Via Francigena terza tappa: da Aulla e Avenza

Continua il viaggio del nostro direttore Marco Giovannelli: ecco il racconto della terza tappa

Via Francigena terza tappa: da Aulla e Avenza

Ci sono due immagini emblematiche della mia terza tappa lungo la via Francigena. La prima vede protagonisti Eddie lo scozzese, 67 anni, professore di storia e francese e il suo amico australiano Alasdair, 63 anni, funzionario a Hong Kong per oltre vent’anni. I due mi hanno raggiunto sull’ultimo tratto della salita per Bibola, mi hanno salutato e sono andati. Per me era impossibile tenere il loro passo. Uno è in cammino da due mesi arrivando da Canterbury e l’altro da un mese ed è stato raggiunto a Besancon. Da lì fanno coppia fissa. Sono simpaticissimi e nei momenti conviviali sono uno spasso, come usciti da un’ottima commedia inglese.
La seconda immagine mi vede protagonista insieme a Paola ed Emanuele. Entrambi bresciani, lei fa la psicoterapeuta e lui l’operaio metalmeccanico. Ci siamo ritrovati spesso lungo il sentiero e poi ricongiunti per un’ora a Sarzana. Siamo stati con i piedi a mollo nella meravigliosa fontana al centro della piazza più importante della città. Circondati da tanta bellezza abbiamo parlato di tutto. Emanuele è arrivato dopo perché si era fermato a comprare focaccia e frutta.

· · · ·

• Sfida 1
Ripeti parola per parola il passo del racconto della terza tappa che va da "Continua il viaggio" giù fino a "un’ottima commedia inglese.".
• Sfida 2
Rispondi alle domande sul racconto della terza tappa.
(a) Quanti anni ha Eddie lo scozzese?
(b) Che professione svolge Paola?
(c) Che cosa si era fermato a comprare Emanuele prima di arrivare?
L'elenco che viene dopo non ha alcun legame con il racconto della terza tappa.

• Dati forniti
· · · ·

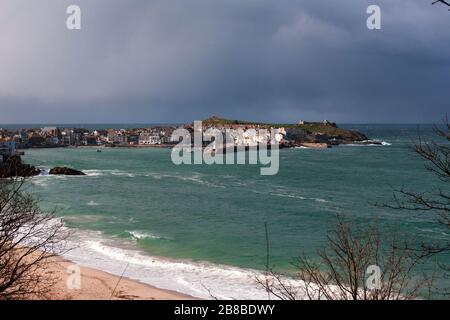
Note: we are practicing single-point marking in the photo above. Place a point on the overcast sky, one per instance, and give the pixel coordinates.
(166, 61)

· · · ·

• Risultato del compito 1
Continua il viaggio del nostro direttore Marco Giovannelli: ecco il racconto della terza tappa

Via Francigena terza tappa: da Aulla e Avenza

Ci sono due immagini emblematiche della mia terza tappa lungo la via Francigena. La prima vede protagonisti Eddie lo scozzese, 67 anni, professore di storia e francese e il suo amico australiano Alasdair, 63 anni, funzionario a Hong Kong per oltre vent’anni. I due mi hanno raggiunto sull’ultimo tratto della salita per Bibola, mi hanno salutato e sono andati. Per me era impossibile tenere il loro passo. Uno è in cammino da due mesi arrivando da Canterbury e l’altro da un mese ed è stato raggiunto a Besancon. Da lì fanno coppia fissa. Sono simpaticissimi e nei momenti conviviali sono uno spasso, come usciti da un’ottima commedia inglese.

• Risultato del compito 2
(a) Eddie ha 67 anni.
(b) Paola fa la psicoterapeuta.
(c) Emanuele si era fermato a comprare focaccia e frutta.